>>>

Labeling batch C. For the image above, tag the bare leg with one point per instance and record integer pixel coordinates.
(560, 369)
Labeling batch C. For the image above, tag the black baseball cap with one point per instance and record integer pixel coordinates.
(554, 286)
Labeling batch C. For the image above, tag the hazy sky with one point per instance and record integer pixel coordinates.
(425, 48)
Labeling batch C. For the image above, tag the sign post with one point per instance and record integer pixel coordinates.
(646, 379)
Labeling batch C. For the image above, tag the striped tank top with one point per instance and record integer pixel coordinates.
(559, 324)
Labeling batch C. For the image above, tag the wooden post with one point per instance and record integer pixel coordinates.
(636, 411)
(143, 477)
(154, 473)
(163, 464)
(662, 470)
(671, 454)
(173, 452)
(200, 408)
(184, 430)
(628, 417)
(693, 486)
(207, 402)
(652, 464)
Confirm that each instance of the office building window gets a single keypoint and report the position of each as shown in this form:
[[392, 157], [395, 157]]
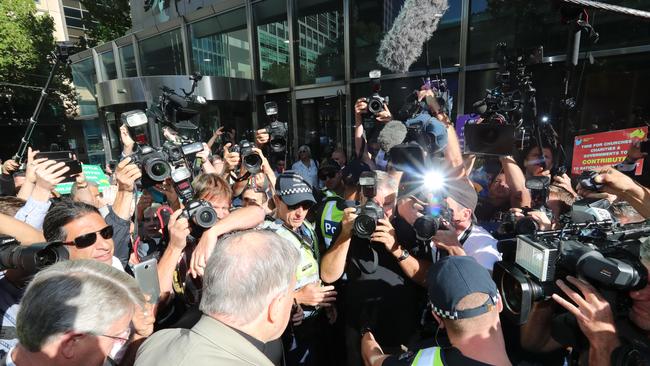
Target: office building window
[[320, 41], [85, 78], [220, 45], [107, 66], [127, 61], [272, 35], [162, 54]]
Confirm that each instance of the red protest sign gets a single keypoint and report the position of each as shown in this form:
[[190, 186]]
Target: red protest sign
[[598, 150]]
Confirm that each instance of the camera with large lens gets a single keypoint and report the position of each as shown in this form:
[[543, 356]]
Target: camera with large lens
[[375, 101], [251, 160], [201, 214], [369, 213], [29, 258], [153, 163], [508, 111], [277, 130], [603, 253]]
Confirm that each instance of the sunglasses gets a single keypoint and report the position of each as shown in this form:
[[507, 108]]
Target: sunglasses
[[306, 205], [326, 176], [86, 240]]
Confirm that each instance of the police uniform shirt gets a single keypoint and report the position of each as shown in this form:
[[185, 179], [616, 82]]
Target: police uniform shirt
[[478, 244], [448, 356]]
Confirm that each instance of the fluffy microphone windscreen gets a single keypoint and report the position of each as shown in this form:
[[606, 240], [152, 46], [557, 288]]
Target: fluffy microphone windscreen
[[393, 133], [414, 25]]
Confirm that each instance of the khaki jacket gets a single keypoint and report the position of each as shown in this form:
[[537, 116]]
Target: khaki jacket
[[209, 342]]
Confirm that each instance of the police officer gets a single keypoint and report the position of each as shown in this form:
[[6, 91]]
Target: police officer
[[466, 304], [293, 198]]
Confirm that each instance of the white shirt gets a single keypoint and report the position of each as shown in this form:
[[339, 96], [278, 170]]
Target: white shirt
[[310, 174], [480, 245]]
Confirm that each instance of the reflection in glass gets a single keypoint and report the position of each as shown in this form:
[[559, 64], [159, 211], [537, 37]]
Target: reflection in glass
[[525, 24], [320, 32], [127, 61], [270, 18], [371, 19], [107, 66], [220, 45], [162, 54], [320, 125], [85, 78]]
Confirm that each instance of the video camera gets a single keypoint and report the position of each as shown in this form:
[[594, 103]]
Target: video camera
[[277, 130], [29, 258], [375, 101], [251, 160], [508, 111], [369, 213], [604, 253]]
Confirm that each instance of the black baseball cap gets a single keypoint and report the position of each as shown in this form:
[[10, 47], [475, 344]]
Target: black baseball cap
[[352, 172], [293, 189], [454, 277]]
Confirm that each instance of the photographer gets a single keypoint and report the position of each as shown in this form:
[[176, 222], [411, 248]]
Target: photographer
[[466, 304], [376, 286], [464, 237], [360, 140]]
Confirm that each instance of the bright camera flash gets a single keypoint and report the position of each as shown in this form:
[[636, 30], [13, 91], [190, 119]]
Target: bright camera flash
[[434, 181]]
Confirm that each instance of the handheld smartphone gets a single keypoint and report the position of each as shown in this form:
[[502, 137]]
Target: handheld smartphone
[[146, 274], [55, 155]]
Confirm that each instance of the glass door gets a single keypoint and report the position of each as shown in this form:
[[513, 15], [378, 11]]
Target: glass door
[[320, 125]]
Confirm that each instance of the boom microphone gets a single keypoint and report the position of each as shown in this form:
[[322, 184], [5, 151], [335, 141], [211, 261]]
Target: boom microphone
[[393, 133], [414, 25]]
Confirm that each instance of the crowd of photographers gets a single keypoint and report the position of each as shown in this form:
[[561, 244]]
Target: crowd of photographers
[[391, 255]]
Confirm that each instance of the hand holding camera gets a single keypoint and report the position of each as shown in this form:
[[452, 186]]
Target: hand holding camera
[[592, 311], [179, 230], [232, 158], [314, 294], [385, 234], [126, 174]]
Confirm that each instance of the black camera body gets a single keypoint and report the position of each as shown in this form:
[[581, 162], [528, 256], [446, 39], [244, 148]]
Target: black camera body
[[200, 214], [605, 254], [251, 160], [375, 101], [508, 110], [369, 213], [277, 130], [29, 258]]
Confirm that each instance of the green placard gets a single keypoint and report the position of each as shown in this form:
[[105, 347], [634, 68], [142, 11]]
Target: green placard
[[93, 173]]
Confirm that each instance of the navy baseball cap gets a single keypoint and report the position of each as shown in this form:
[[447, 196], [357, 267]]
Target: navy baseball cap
[[293, 189], [352, 172], [454, 277]]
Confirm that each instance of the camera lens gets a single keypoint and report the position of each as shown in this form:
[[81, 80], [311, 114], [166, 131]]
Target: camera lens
[[158, 170], [253, 163], [512, 293], [375, 106], [364, 226], [205, 217]]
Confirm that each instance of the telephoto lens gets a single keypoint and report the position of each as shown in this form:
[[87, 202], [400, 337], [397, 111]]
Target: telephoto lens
[[366, 222]]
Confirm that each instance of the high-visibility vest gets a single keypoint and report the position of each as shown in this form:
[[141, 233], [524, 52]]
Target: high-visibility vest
[[306, 242], [428, 357], [330, 221]]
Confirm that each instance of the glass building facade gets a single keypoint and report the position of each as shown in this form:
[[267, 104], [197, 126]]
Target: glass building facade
[[312, 57]]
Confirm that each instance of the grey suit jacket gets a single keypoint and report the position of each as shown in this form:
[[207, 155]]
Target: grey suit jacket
[[209, 342]]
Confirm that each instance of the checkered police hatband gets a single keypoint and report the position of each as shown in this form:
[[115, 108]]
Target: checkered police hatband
[[290, 191], [469, 313]]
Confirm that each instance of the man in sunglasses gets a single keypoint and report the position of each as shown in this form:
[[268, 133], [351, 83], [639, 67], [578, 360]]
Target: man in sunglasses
[[293, 198], [83, 231]]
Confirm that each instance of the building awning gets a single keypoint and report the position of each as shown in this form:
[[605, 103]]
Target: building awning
[[146, 89]]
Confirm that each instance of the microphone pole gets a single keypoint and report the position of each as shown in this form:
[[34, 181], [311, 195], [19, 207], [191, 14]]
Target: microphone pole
[[33, 120]]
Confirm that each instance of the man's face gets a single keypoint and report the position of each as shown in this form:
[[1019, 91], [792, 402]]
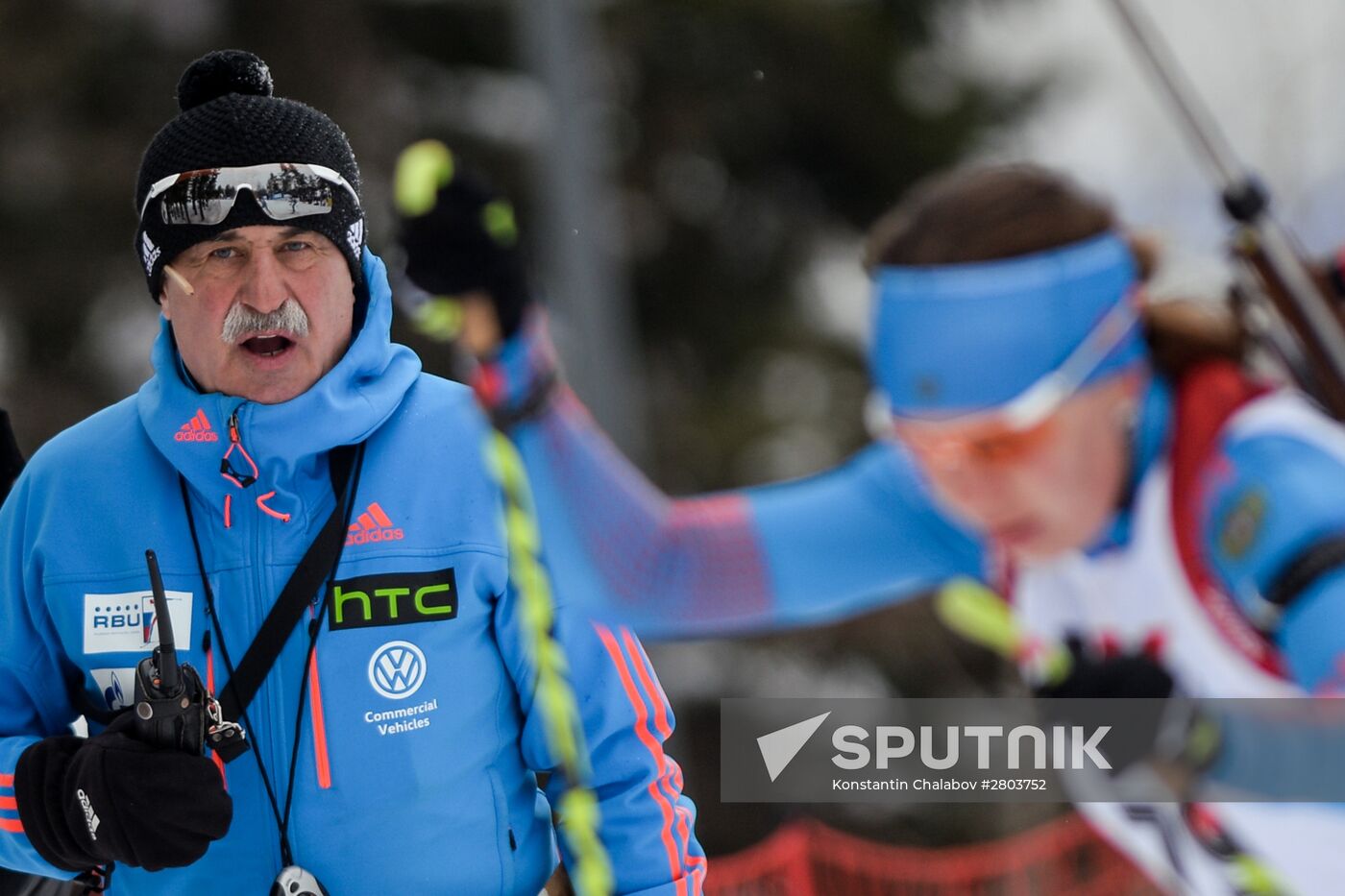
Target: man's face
[[244, 276], [1044, 492]]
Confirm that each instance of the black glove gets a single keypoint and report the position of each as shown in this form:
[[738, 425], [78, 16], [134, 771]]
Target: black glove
[[459, 234], [1169, 729], [85, 802], [1095, 675]]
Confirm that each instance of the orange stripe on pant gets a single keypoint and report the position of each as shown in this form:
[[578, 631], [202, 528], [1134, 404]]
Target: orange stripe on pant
[[642, 731], [672, 787], [315, 708]]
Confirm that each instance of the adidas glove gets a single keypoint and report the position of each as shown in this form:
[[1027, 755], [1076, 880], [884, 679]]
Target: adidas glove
[[457, 233], [85, 802]]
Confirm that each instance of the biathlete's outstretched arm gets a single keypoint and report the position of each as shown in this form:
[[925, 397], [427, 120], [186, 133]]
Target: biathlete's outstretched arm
[[799, 553], [804, 552]]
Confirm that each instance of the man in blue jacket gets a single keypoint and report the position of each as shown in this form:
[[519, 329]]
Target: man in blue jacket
[[397, 735]]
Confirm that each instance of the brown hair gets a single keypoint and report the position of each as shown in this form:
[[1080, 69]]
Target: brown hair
[[1001, 211]]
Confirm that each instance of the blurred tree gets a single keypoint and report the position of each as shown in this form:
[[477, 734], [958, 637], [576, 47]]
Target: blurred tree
[[746, 134]]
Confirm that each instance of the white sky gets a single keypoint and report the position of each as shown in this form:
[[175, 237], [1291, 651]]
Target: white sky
[[1271, 71]]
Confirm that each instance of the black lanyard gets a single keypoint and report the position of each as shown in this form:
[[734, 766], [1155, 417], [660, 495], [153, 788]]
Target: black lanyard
[[323, 554]]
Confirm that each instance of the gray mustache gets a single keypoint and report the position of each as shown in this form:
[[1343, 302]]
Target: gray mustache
[[241, 321]]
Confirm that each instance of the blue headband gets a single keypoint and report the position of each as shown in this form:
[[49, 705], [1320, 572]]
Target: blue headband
[[962, 338]]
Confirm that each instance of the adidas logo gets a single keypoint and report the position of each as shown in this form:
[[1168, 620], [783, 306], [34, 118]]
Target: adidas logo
[[197, 429], [373, 525]]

<<<

### Exercise description
Retype the material between the line containing "Confirm that each instance of the video" and the line containing "234], [126, 174]]", inclusive, copying each line exactly as it appears.

### Answer to this exercise
Confirm that each instance of the video camera gets a single keypoint and report the position of each as shown in this form:
[[594, 103]]
Target: video camera
[[277, 130], [29, 258], [375, 101], [251, 160], [508, 111], [369, 213], [604, 253]]
Confirm that each instance of the black baseball cap gets a single keypoint and report the position of each as shown in this form:
[[10, 47], [475, 344]]
Target: black baseball cap
[[352, 172], [293, 189], [454, 277]]
Confirm that each instance of the photographer gets a single keypoint and report the position of each as shown in this form:
[[176, 222], [411, 248]]
Target: photographer
[[466, 304], [376, 286], [464, 237], [360, 140]]
Confirm that each instance of the bright camera flash gets a single keypoint and report the position of each as shown in this form:
[[636, 30], [13, 91], [190, 119]]
Target: bright camera flash
[[434, 181]]
Confirm that each instance of the handheld smartphone gets a single keypoint and report the position of each as shown in this form:
[[502, 137]]
Target: handheld smartphone
[[146, 274], [55, 155]]
Confirm that each instance of the glass door gets a single keypoint and report the position of each as shown in this form:
[[513, 15], [378, 11]]
Target: glass door
[[320, 125]]
Confirm that each instance of the boom microphone gets a single keypoint and report the position of each as shown in this form:
[[322, 184], [5, 151], [335, 141], [211, 261]]
Target: boom microphone
[[393, 133], [414, 25]]
Confirm that each instance of the crowd of photographers gets a single keypoint and report the position of each as shown in this form:
[[561, 244]]
Target: crowd of photographers
[[391, 255]]
Confirm that each instance of the hand holding camera gets a single keypoint and report the position of each as shown in this form:
[[452, 186]]
Target: hand holding camera
[[592, 311], [179, 230], [232, 158], [314, 294], [385, 234], [126, 174]]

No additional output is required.